▶ _TASK TO COMPLETE_
Write out, please, the line containing "Labeling rule: each instance of the girl's beaded" together with all lines after it, up to and including the last one, with no other output.
# GIVEN ENTRIES start
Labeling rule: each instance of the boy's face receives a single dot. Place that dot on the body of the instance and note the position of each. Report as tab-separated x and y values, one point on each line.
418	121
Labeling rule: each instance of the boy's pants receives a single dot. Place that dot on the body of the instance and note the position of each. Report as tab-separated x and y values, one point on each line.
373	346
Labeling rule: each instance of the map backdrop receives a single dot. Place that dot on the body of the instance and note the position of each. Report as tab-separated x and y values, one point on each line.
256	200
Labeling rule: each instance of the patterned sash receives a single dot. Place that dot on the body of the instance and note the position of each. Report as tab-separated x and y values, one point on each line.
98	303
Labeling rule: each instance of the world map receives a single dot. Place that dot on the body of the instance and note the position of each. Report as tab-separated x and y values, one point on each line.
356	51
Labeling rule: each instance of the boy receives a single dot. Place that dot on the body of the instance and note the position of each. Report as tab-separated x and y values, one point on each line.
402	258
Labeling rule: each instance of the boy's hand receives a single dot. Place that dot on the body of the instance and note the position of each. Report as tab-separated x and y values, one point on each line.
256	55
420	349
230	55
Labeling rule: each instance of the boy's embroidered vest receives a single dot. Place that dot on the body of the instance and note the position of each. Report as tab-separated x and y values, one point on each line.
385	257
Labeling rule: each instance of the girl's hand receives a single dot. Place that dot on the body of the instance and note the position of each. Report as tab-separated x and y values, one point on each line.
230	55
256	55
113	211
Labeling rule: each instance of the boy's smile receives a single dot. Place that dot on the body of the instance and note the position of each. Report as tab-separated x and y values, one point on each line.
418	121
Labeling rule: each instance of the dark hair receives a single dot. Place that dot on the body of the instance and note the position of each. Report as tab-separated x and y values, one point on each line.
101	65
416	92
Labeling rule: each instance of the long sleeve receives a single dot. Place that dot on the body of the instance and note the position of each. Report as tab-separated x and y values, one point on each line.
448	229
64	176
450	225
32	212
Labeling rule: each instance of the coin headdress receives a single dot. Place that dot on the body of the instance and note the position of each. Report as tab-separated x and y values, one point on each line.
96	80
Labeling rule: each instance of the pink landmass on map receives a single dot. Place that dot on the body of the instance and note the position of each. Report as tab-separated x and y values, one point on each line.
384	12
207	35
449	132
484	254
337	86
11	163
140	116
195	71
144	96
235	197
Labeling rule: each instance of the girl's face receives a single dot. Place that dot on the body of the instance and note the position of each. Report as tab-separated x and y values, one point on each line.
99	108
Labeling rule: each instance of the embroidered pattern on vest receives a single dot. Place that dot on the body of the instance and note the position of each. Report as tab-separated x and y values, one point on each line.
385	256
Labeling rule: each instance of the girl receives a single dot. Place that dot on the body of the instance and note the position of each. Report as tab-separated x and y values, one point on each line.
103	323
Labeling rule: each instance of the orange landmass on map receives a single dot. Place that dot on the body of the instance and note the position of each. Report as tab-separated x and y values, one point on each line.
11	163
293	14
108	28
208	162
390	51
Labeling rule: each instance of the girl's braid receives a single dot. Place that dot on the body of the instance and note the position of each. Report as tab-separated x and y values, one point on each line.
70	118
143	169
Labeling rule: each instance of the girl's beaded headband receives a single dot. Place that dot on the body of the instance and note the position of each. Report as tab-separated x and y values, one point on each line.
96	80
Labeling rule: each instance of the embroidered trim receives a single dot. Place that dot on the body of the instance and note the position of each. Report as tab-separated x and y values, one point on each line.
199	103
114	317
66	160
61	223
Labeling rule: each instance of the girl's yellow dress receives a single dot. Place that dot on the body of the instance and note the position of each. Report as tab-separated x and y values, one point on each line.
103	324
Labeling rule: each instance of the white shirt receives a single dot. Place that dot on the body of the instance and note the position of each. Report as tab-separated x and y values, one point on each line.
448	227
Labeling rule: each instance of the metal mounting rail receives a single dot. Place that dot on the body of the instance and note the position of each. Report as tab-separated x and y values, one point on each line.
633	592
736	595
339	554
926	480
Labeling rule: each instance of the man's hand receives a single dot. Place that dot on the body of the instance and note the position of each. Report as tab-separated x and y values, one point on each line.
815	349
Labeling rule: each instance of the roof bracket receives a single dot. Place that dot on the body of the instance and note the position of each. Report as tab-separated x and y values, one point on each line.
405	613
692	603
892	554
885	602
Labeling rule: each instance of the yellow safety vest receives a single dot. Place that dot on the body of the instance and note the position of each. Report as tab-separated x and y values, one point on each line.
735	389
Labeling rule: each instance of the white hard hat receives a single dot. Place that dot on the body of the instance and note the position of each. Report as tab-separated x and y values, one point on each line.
# GIVEN ENTRIES end
▶ _THE COMPLETED TASK_
Labeling rule: each instance of the girl's beaded headband receives a single dot. Place that dot on the body of the instance and note the position of each. Report as tab-separated x and y values, one point on each line.
96	80
Labeling rule: each instance of the embroidered trim receives a single dot. Place that dot on the body of the instance and note the position of each. Report as tab-separated x and y values, one point on each line.
199	103
114	317
66	160
61	223
Labeling rule: each instance of the girl's yellow dress receives a single dot. Place that dot on the body of the instance and note the position of each. Report as tab-separated x and y values, one point on each line.
103	324
Labeling rule: each instance of the white shirt receives a single dot. Place that dot on the body of the instance and note the position of each. Report as tab-separated x and y values, one point on each line.
448	227
Labeling rule: each instance of the metal mounting rail receives a single dot. Place that dot on the body of the instance and note the position of each. Report as tab-separated x and y values, one point on each line.
633	592
736	595
339	554
926	480
Labeling rule: each instance of the man's hand receives a single dot. Place that dot on the body of the instance and note the position of each. Report as tab-separated x and y values, one point on each line.
815	349
Labeling rule: each instance of the roof bracket receives a single dot. Place that dot on the body of the instance and note the position of each. Report as tab-separated x and y values, one point on each line.
405	613
692	603
892	554
885	602
Labeling rule: each instance of the yellow safety vest receives a single dot. Place that dot on the body of the instance and note the position of each. Report as tab-separated x and y values, one point on each line.
735	389
Labeling rule: each instance of the white hard hat receives a single dot. Place that dot on the body of the instance and note the position of each. Report as tab-separated x and y values, one point on each line.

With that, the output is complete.